BRIEF —
Word for word, restate every entry shown below.

MATERIAL SHOWN —
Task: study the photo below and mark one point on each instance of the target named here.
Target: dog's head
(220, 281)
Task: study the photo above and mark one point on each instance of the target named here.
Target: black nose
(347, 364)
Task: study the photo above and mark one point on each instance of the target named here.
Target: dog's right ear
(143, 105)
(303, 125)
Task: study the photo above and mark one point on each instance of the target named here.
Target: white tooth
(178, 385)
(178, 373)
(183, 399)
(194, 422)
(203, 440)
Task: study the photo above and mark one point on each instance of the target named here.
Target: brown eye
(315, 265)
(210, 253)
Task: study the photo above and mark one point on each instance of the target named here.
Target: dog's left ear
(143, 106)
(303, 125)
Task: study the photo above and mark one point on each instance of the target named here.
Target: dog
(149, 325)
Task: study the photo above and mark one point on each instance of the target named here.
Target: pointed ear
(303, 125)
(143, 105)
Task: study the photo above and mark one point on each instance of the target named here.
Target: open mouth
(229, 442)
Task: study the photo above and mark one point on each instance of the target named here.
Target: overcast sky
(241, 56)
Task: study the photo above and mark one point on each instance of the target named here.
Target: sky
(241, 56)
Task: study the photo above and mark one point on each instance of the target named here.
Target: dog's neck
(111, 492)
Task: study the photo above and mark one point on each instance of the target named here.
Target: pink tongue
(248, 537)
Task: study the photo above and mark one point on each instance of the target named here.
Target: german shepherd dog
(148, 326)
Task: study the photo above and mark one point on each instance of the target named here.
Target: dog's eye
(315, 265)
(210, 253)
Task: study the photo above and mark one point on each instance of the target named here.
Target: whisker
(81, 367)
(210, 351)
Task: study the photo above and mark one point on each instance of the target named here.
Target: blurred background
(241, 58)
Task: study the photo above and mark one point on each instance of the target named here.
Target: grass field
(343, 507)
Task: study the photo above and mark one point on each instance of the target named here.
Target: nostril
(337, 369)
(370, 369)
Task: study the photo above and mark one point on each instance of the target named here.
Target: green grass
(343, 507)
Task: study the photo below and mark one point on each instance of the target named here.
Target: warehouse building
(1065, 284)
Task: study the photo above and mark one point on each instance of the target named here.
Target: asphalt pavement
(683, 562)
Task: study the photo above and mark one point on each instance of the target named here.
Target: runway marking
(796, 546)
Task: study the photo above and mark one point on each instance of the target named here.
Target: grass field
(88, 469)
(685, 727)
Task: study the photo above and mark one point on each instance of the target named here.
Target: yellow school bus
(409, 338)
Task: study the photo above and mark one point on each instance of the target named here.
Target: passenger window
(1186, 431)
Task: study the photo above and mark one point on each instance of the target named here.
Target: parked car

WRITTEN RESPONSE —
Task: study the photo below and mark one point on each instance of the target named here.
Target: dog's head
(220, 281)
Task: study the photo above and mark one point on each instance of the target named here.
Target: black nose
(347, 364)
Task: study the photo above and mark one point on each instance of the target named here.
Target: dog's right ear
(143, 105)
(303, 125)
Task: study the photo above and mark one point on each instance of the target named here.
Target: white tooth
(178, 385)
(178, 373)
(183, 399)
(194, 422)
(203, 440)
Task: study the photo above and mark one point on each instance of the target named here.
Target: brown eye
(315, 265)
(210, 253)
Task: study the photo above and mark one point on each instance of the target named here.
Target: dog's left ear
(143, 106)
(303, 125)
Task: study the photo above and mark one point on each instance of the target named here.
Target: dog
(149, 325)
Task: study the photo above and mark one point on each instance of the target named here.
Target: pointed ear
(303, 125)
(143, 105)
Task: study the photo above and mark one point on each instance of the target named here.
Target: open mouth
(229, 442)
Task: study the photo above and mark one point on each instance of the target named here.
Target: overcast sky
(241, 56)
Task: study the photo above and mark one point on each instance of the target named here.
Target: sky
(241, 56)
Task: study the photo above and mark one point on each instance of the target named here.
Target: dog's neck
(111, 492)
Task: study the photo above and mark one point on each instance of the target named here.
Target: pink tongue
(248, 537)
Task: study the photo above and mark one point on each instance of the target named here.
Target: german shepherd dog
(148, 326)
Task: study the photo above and mark one point on each instance of the target named here.
Target: dog's eye
(315, 265)
(210, 253)
Task: study the photo above and mark one point on each instance of the target named here.
Target: whisker
(81, 367)
(210, 351)
Task: study the photo above and mark one point on each instance of the target named here.
Target: blurred background
(241, 58)
Task: study the photo above and mark one point on each instance of the target named here.
Target: grass field
(343, 507)
Task: study the photo above and mark one point on each instance of the target named here.
Target: nostril
(337, 369)
(370, 369)
Task: study the photo above and mark one point on each instance of the target named here.
Target: green grass
(343, 507)
Task: study the photo below and mark one point on each instance of the target named here.
Target: warehouse building
(1065, 284)
Task: study the photo above and mark one point on each instance of the target named here.
Target: asphalt pavement
(683, 562)
Task: study the photo above and mark one point on each instance of the target named here.
Target: runway marking
(796, 546)
Task: study the photo above and mark one point on each instance of the target named here.
Target: grass field
(88, 469)
(685, 727)
Task: study the photo above and mark one point on each instance of the target named here.
Target: yellow school bus
(409, 338)
Task: study the photo above and mark one point on each instance of the target named here.
Target: passenger window
(1186, 431)
Task: study the photo above and mark one point on each instance of the target named here.
Target: parked car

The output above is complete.